> _Exercise description_
Before printing, remove every picture; then print the lines below exactly, from the first line through the line containing "Locate every instance of the broad".

(Saved entries)
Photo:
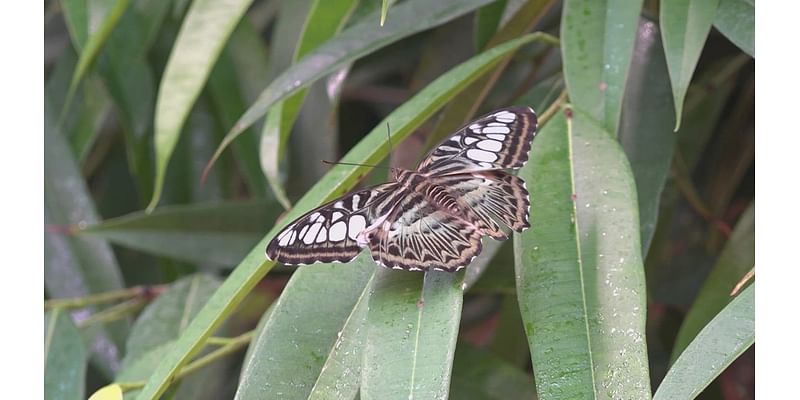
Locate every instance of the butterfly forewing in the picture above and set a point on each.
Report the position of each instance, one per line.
(500, 140)
(431, 218)
(329, 233)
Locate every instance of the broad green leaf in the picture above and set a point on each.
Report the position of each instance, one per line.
(580, 280)
(487, 20)
(510, 342)
(341, 178)
(64, 357)
(218, 233)
(319, 319)
(684, 27)
(157, 329)
(203, 34)
(479, 375)
(351, 44)
(94, 44)
(323, 21)
(717, 345)
(736, 19)
(76, 266)
(646, 127)
(597, 46)
(412, 327)
(737, 257)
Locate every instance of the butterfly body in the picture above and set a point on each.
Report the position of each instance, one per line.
(430, 218)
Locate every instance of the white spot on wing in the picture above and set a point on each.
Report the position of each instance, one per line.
(323, 235)
(490, 145)
(496, 129)
(480, 155)
(338, 231)
(311, 235)
(355, 225)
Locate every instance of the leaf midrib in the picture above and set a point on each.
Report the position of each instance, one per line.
(580, 255)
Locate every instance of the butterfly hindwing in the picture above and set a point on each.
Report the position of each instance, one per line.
(500, 140)
(421, 236)
(329, 233)
(492, 196)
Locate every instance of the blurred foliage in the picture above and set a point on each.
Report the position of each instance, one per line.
(180, 136)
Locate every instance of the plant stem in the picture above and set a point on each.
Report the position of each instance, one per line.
(105, 297)
(114, 313)
(231, 346)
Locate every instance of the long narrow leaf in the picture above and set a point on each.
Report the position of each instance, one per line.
(199, 43)
(353, 43)
(736, 259)
(580, 279)
(76, 266)
(646, 127)
(94, 45)
(64, 358)
(721, 341)
(341, 178)
(412, 326)
(218, 234)
(597, 46)
(684, 27)
(324, 20)
(324, 332)
(736, 19)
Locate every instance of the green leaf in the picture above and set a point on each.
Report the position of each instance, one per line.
(324, 20)
(412, 327)
(217, 234)
(717, 345)
(168, 315)
(157, 329)
(684, 27)
(229, 102)
(737, 257)
(580, 279)
(94, 44)
(353, 43)
(646, 127)
(76, 266)
(736, 19)
(597, 46)
(341, 178)
(203, 34)
(64, 357)
(463, 108)
(487, 20)
(478, 375)
(108, 392)
(320, 317)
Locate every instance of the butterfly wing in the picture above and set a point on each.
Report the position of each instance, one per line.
(499, 140)
(419, 236)
(490, 196)
(329, 233)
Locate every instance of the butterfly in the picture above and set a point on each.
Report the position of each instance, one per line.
(430, 218)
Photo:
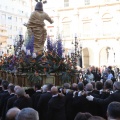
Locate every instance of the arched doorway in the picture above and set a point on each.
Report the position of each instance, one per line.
(85, 58)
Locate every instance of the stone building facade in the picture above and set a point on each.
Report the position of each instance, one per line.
(95, 23)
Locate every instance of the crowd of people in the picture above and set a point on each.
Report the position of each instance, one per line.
(87, 99)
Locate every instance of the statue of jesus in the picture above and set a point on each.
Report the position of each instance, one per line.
(36, 26)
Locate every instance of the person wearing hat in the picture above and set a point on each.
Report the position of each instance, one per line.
(36, 26)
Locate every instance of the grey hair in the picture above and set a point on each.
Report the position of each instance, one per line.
(27, 114)
(89, 87)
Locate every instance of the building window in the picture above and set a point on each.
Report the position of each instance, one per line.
(66, 3)
(107, 24)
(15, 19)
(66, 30)
(107, 28)
(86, 29)
(87, 2)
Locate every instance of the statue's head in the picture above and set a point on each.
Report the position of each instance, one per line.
(39, 6)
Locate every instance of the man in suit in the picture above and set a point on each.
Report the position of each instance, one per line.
(22, 101)
(56, 106)
(43, 103)
(3, 95)
(112, 97)
(36, 95)
(82, 104)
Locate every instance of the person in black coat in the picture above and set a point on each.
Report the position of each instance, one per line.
(56, 106)
(82, 104)
(112, 97)
(42, 106)
(23, 101)
(3, 95)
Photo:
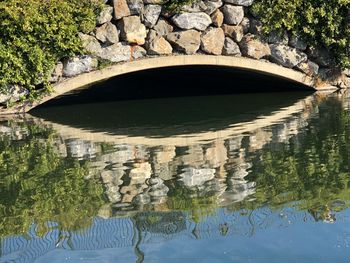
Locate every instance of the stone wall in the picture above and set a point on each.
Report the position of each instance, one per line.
(133, 29)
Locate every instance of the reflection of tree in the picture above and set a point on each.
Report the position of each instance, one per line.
(314, 172)
(199, 204)
(37, 185)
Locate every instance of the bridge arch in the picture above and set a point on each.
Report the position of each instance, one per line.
(247, 64)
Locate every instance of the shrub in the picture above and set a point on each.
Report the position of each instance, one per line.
(320, 22)
(35, 34)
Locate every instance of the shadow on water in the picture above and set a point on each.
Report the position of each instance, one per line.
(129, 104)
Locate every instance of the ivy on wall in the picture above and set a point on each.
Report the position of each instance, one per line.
(324, 23)
(35, 34)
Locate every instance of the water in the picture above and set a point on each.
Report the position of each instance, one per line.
(240, 178)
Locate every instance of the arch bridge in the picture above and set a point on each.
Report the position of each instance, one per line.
(242, 63)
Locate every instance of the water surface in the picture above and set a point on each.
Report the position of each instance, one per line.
(241, 178)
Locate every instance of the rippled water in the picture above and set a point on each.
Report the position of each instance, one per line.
(243, 178)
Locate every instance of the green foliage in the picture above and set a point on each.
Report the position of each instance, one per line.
(35, 34)
(38, 186)
(321, 22)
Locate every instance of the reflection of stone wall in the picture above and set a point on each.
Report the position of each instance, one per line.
(135, 176)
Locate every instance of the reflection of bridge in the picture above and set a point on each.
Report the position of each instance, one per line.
(248, 64)
(185, 139)
(139, 171)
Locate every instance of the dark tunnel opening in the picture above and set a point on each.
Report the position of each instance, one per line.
(179, 81)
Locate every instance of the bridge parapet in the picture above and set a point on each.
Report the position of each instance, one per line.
(134, 35)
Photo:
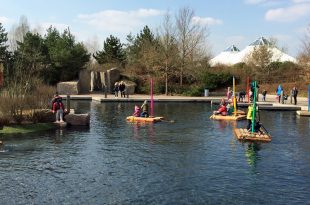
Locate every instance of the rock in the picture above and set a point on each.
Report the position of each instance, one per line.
(68, 88)
(78, 119)
(95, 81)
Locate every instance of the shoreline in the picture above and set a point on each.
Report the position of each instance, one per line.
(269, 104)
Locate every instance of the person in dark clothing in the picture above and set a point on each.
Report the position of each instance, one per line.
(294, 94)
(58, 108)
(122, 88)
(264, 93)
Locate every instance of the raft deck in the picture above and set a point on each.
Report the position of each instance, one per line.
(144, 119)
(228, 117)
(243, 134)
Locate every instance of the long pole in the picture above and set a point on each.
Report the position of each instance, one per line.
(248, 88)
(308, 98)
(152, 98)
(234, 94)
(254, 107)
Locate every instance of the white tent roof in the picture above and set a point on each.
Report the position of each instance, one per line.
(229, 57)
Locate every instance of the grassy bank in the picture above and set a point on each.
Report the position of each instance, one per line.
(23, 129)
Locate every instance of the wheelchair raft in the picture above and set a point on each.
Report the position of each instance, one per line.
(244, 134)
(144, 119)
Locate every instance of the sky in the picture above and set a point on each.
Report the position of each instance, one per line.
(229, 22)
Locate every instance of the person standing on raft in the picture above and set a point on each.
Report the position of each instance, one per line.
(137, 111)
(249, 118)
(145, 109)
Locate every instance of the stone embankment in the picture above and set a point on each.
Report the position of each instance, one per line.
(269, 104)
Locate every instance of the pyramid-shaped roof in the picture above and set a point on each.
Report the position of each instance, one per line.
(233, 55)
(261, 41)
(232, 48)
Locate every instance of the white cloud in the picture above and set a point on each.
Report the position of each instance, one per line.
(206, 21)
(300, 1)
(254, 1)
(119, 21)
(5, 20)
(288, 14)
(236, 40)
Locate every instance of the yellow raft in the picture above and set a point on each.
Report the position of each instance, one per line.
(243, 134)
(228, 117)
(240, 115)
(144, 119)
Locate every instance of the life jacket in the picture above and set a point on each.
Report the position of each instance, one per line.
(250, 111)
(137, 111)
(222, 110)
(58, 105)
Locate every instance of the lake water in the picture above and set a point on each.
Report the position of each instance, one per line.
(192, 161)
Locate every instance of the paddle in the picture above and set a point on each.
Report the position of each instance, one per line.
(163, 120)
(262, 126)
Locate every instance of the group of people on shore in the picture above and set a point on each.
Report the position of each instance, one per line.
(120, 87)
(58, 108)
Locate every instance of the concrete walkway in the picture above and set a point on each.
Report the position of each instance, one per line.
(269, 104)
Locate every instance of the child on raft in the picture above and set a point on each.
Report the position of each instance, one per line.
(137, 111)
(145, 109)
(249, 118)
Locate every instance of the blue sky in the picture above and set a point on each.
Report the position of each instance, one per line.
(229, 22)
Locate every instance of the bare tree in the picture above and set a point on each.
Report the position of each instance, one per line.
(18, 32)
(304, 54)
(169, 46)
(190, 36)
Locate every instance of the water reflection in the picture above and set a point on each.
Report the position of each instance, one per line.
(140, 130)
(193, 161)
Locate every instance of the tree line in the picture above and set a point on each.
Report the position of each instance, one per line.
(176, 56)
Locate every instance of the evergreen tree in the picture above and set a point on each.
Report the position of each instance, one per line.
(112, 52)
(3, 42)
(66, 56)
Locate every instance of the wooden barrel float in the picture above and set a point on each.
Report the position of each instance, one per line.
(243, 134)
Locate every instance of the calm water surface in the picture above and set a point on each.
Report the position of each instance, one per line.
(192, 161)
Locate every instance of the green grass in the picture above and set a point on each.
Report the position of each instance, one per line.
(22, 129)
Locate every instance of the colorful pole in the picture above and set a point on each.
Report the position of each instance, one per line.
(152, 98)
(234, 98)
(254, 107)
(248, 88)
(308, 98)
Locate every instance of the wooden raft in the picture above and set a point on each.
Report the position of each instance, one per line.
(144, 119)
(303, 113)
(228, 117)
(243, 134)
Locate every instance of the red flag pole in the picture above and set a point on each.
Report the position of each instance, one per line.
(152, 98)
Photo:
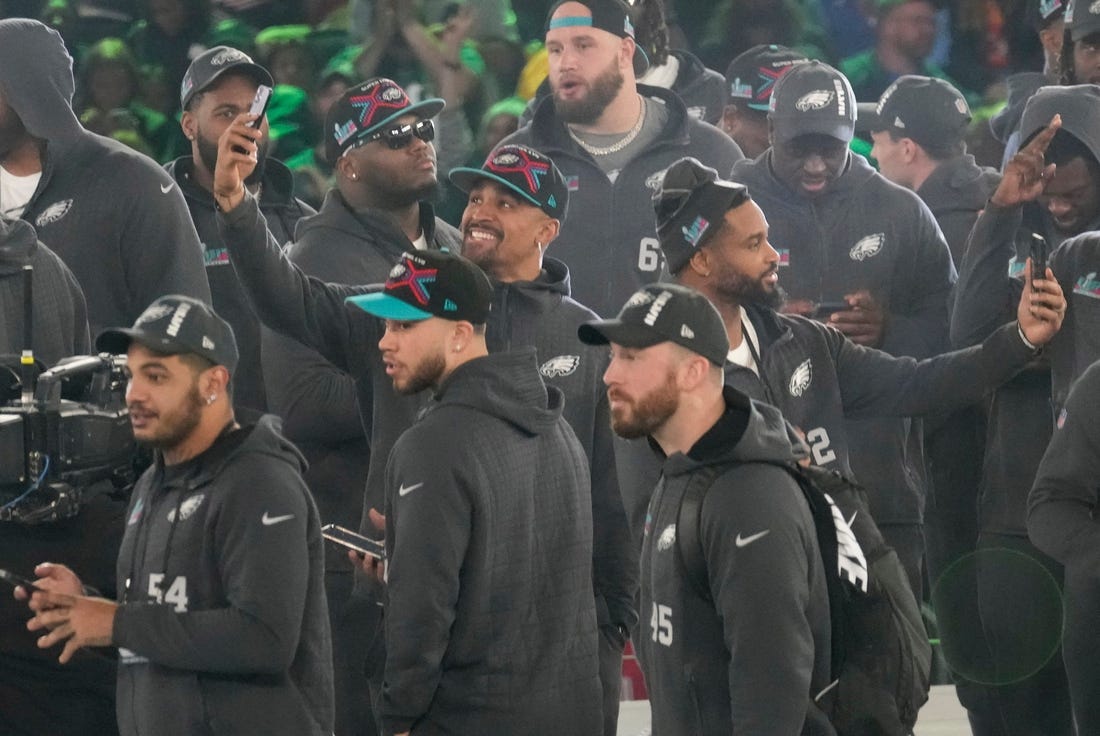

> _Your solution_
Photo:
Locate every instance of the butterfly forewing in the picture above and set a point on each.
Report the position of each instance, one per line.
(500, 140)
(431, 218)
(329, 233)
Locate every instance of the broad green leaf in the picture above and set a point on each.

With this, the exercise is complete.